本文:
与史郎中欽聴黄鶴楼上吹笛(李白)
與史郎中欽聽黃鶴樓上吹笛
史郎中欽と黄鶴楼上に笛を吹くを聴く
史郎中欽と黄鶴楼上に笛を吹くを聴く
- 七言絶句。沙・家・花(平声麻韻)。
- ウィキソース「與史郎中欽聽黃鶴樓上吹笛」参照。
- 詩題 … 『宋本』『繆本』には、題下に「江夏」とある。『唐詩別裁集』では「黄鶴樓聞笛」に作る。
- 史郎中欽 … 郎中の職にあった史欽という人。人物については不明。
- 郎中 … 官名。周代は近侍の通称。隋唐代以後、尚書省の六部がそれぞれ四司に分かれ、その各司の長。
- 欽 … 『王本』には「繆本作飲」とある。『宋本』『繆本』『劉本』『文苑英華』『万首唐人絶句』(両種とも)では「飲」に作る。こちらは「史郎中と飲み」(與史郎中飮)と読み、「郎中の史殿と酒を飲んでいて」と訳す。
- 黄鶴楼 … 江夏(今の湖北省武漢市武昌区)の黄鶴山(別名黄鵠山、俗称蛇山)の西北、長江を見下ろす黄鶴磯(磯は、川に突き出た小さな岩山の意)に建っていた楼閣。呉の黄武二年(223)の建立と伝えられ、何度も破壊と改修を繰り返してきた。現在の楼は、1985年、蛇山の頂上に再建されたもの。ウィキペディア【黄鶴楼】参照。黄鶴楼には、仙人が黄色い鶴(鵠)に乗ってここに立ち寄ったという伝説がある。『南斉書』州郡志下、郢州の条に「夏口城は黄鵠磯に拠る、世に伝う仙人子安、黄鵠に乗りて此の上を過ぐると」(夏口城據黃鵠磯、世傳仙人子安乘黃鵠過此上也)とある。ウィキソース「南齊書/卷15」参照。また『太平寰宇記』江南西道、鄂州、江夏県の条に「黄鶴楼は県の西二百八十歩に在り。昔、韋褘登仙し、毎に黄鶴に乗じ、此の楼に于いて駕を憩う。故に号す」(黄鶴樓在縣西二百八十歩。昔韋褘登仙、每乗黄鶴、于此樓憇駕。故號)とある。ウィキソース「太平寰宇記 (四庫全書本)/卷112」参照。

データ部分:

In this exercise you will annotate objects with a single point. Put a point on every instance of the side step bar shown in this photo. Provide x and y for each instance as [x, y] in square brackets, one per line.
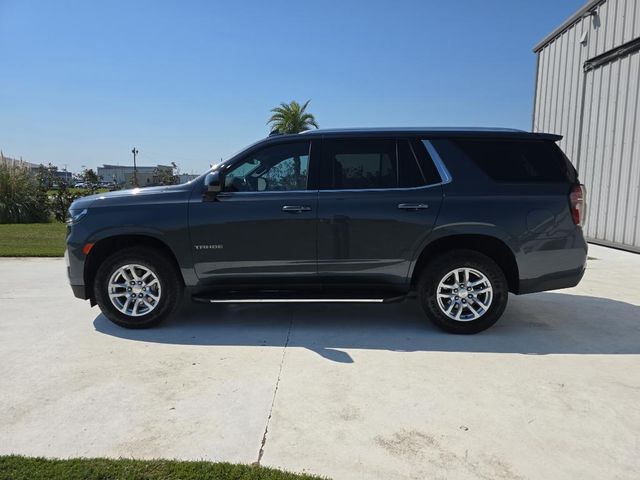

目的 1: 本文によれば、現在の黄鶴楼はいつ、どこに再建されたものですか。
目的 2: 本文のうち、「与史郎中欽聴黄鶴楼上吹笛(李白)」で始まり「史郎中欽 … 郎中の職にあった史欽という人。人物については不明。」で終わる部分を、一字一句違えずに打ち直してください。
目的 3:
次の記述(a)〜(c)がそれぞれ本文の内容と一致するかどうかを「はい」または「いいえ」で答え、判断の根拠となる本文の語句を正確に引用してください。
(a) 『唐詩別裁集』では、詩題を「黄鶴樓聞笛」としている。
(b) 史欽という人物の経歴は詳しく判明している。
(c) 黄鶴楼は呉の黄武二年(223)に建てられたと伝えられている。
この資料は参照する必要がありません。

完成解答 1: 1985年に、蛇山の頂上に再建されたものです。

完成解答 2:
与史郎中欽聴黄鶴楼上吹笛(李白)
與史郎中欽聽黃鶴樓上吹笛
史郎中欽と黄鶴楼上に笛を吹くを聴く
史郎中欽と黄鶴楼上に笛を吹くを聴く
- 七言絶句。沙・家・花(平声麻韻)。
- ウィキソース「與史郎中欽聽黃鶴樓上吹笛」参照。
- 詩題 … 『宋本』『繆本』には、題下に「江夏」とある。『唐詩別裁集』では「黄鶴樓聞笛」に作る。
- 史郎中欽 … 郎中の職にあった史欽という人。人物については不明。

完成解答 3:
(a) はい。「『唐詩別裁集』では「黄鶴樓聞笛」に作る」
(b) いいえ。「人物については不明」
(c) はい。「呉の黄武二年(223)の建立と伝えられ」